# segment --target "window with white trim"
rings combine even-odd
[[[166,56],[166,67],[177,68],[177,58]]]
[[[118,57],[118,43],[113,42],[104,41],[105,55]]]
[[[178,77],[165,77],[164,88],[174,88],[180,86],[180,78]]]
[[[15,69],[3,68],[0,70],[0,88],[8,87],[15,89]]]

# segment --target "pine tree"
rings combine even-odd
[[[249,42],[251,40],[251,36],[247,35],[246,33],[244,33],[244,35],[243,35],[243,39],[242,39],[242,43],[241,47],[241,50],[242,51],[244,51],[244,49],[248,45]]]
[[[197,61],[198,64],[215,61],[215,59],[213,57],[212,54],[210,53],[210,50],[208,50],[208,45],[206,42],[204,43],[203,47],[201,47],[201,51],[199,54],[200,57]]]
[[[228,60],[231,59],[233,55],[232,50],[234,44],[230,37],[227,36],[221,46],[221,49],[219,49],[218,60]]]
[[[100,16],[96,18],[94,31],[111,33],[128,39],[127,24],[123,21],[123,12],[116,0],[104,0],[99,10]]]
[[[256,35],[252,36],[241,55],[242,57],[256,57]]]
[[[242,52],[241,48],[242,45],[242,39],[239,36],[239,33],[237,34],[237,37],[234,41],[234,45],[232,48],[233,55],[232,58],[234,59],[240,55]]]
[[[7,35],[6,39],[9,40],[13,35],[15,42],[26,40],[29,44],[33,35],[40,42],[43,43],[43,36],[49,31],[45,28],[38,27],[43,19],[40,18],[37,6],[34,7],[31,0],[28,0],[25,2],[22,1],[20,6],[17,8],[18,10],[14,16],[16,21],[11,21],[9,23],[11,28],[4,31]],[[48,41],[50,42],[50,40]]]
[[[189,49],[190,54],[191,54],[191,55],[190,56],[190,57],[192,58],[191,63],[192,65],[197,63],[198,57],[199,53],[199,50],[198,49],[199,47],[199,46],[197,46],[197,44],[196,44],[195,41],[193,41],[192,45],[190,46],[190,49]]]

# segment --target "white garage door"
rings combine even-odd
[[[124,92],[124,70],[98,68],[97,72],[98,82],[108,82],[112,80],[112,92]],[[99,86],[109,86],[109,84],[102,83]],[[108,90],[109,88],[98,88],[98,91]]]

====

→ Task description:
Rewrite every line of the items above as a JSON array of strings, with one string per line and the blank lines left out.

→ Response to this task:
[
  "# segment --target \"window with white trim\"",
  "rings combine even-odd",
  "[[[166,56],[166,67],[177,68],[177,58]]]",
  "[[[118,57],[118,43],[113,42],[104,41],[105,55]]]",
  "[[[178,77],[165,77],[164,88],[174,88],[180,86],[180,78]]]",
  "[[[15,69],[3,68],[0,70],[0,88],[8,87],[15,89]]]",
  "# segment --target \"pine tree\"",
  "rings combine even-odd",
  "[[[249,42],[251,40],[251,36],[247,35],[246,33],[244,33],[244,35],[243,35],[243,39],[242,39],[242,43],[241,47],[241,50],[242,51],[244,51],[244,49],[248,45]]]",
  "[[[197,61],[198,64],[215,61],[215,59],[213,57],[212,54],[210,53],[210,50],[208,50],[208,45],[206,42],[204,43],[203,47],[201,47],[201,51],[199,54],[200,57]]]",
  "[[[228,60],[231,59],[233,55],[232,50],[234,44],[230,37],[227,36],[221,46],[221,49],[219,49],[218,60]]]",
  "[[[100,16],[96,18],[94,31],[111,33],[128,39],[127,24],[123,21],[123,12],[116,0],[104,0],[99,10]]]",
  "[[[256,35],[252,36],[241,55],[242,57],[256,57]]]",
  "[[[242,52],[241,48],[242,45],[242,39],[239,36],[239,33],[237,34],[237,37],[234,41],[234,45],[232,48],[233,55],[232,58],[234,59],[240,55]]]",
  "[[[7,35],[6,39],[9,40],[13,35],[15,42],[26,40],[29,44],[33,35],[40,42],[43,43],[43,36],[49,31],[45,28],[38,27],[43,19],[40,18],[37,6],[34,7],[31,0],[28,0],[25,2],[22,1],[20,6],[17,8],[18,10],[14,16],[16,21],[11,21],[9,23],[11,28],[4,31]],[[48,41],[50,42],[50,40]]]",
  "[[[189,49],[190,54],[191,54],[191,55],[190,56],[190,57],[192,58],[191,63],[192,65],[197,63],[198,57],[199,53],[199,50],[198,49],[199,47],[199,46],[197,46],[197,44],[196,44],[195,41],[193,41],[192,45],[190,46],[190,49]]]",
  "# segment --target \"white garage door\"",
  "rings combine even-odd",
  "[[[124,92],[124,70],[98,68],[97,72],[98,82],[108,82],[112,80],[112,92]],[[99,86],[109,86],[109,84],[102,83]],[[108,90],[109,88],[98,88],[98,91]]]"
]